▶ **TASKS TO COMPLETE**:
1/ List every person named in the review of An American in Paris below.
2/ Continue the review of An American in Paris below from its last sentence.

▶ **EXCERPT TO READ**:

□ □ □ □ □

On equal footing with Kelly on this account is Leslie Caron. An American in Paris marked her film debut, so one can dole out a measure of forgiveness for any lack of acting experience that appears in her performance, particularly as she proved a more capable actress in subsequent films. However, in delivering her dialogue opposite Kelly, she does seem somewhat lost in her navigations. In some scenes it felt as though she was just awkwardly repeating lines, hoping they sound right, instead of saying them with ownership and understanding. She appears to take refuge in one or two notes of her character, leading her to play them over and over, putting her on a collision course to becoming just another garden-variety love interest. It’s only when Caron is dancing with Kelly that she appears confident and comfortable onscreen, making it obvious that these two excel much more at communicating through dance than through speech.
Despite her deficiencies as an actress, Caron still emerges to be a delight to watch onscreen. Her angelic features, pixie cut and chic French style add a touch of mink to every scene she appears in. Her features seem like a fashion designer’s heaven-sent inspiration or an advertising executive’s dream. And her beauty has a gravitational pull that injects the screen with a certain je ne sais quoi quality that does pique one’s curiosity.
The last detrimental point I’ll mention is the film’s music and dance numbers. As I mentioned, the film employs the musical compositions of the great Ira Gershwin, whose works always remain pleasing. Similarly, Kelly choreographed all of the dance numbers, which are inventive, colorful, and, in the case of the finale, downright epic. Taken in isolation, these artistic moments are enjoyably entertaining to watch, particularly the opulent finale. But in the context of the film, many of these numbers feel more wedged into the story, as opposed to pieces of a puzzle that glide nicely into place to aid in the construction of a larger picture. The effect is that the plot is never able to gather or sustain any level of momentum, due to the narrative disturbances caused by the high frequency of song-and-dance numbers. In a musical, the music should feel effortless and in sync with the plot, serving to move it along. But for me, the music felt more like a series of interruptions from the story at hand, causing the whole narrative to taste diluted.

□ □ □ □ □

▶ **Excerpts from a dataset**:
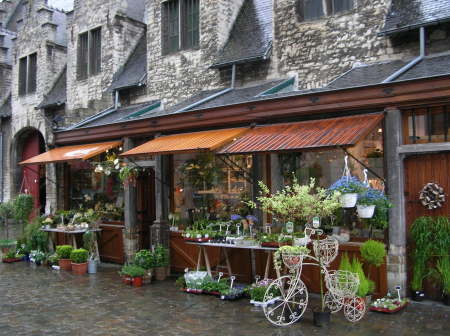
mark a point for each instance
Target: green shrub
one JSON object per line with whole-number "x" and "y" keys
{"x": 144, "y": 259}
{"x": 23, "y": 206}
{"x": 132, "y": 271}
{"x": 79, "y": 256}
{"x": 64, "y": 251}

□ □ □ □ □

▶ **EXPECTED RESULTS**:
1/ Kelly, Leslie Caron, Ira Gershwin

2/
If all Americans in Paris were as lame as the American in An American in Paris, then no wonder the French have a reputation of not caring for Americans. For my money, anyone interested to become acquainted with a Gene Kelly musical should skip this overrated entry into the canon of movie musicals and just pick up a copy of Singin’ in the Rain. In that classic, Kelly’s feet deliver an impressive performance, and his lack of acting skills ironically suits the character, allowing the Gene Kelly charm and charisma to stick, which is more than can be said of An American in Paris.
Favorite Line: In a conversation between Gene Kelly’s struggling artist Jerry Mulligan and his pal Adam Cook, an unnoticed concert pianist, the latter is razzing the former over his seductive socialite sponsor, Milo Roberts. Cook delivers a good zinger when he jokingly asks Jerry, “Tell me, when you get married will you keep your maiden name?”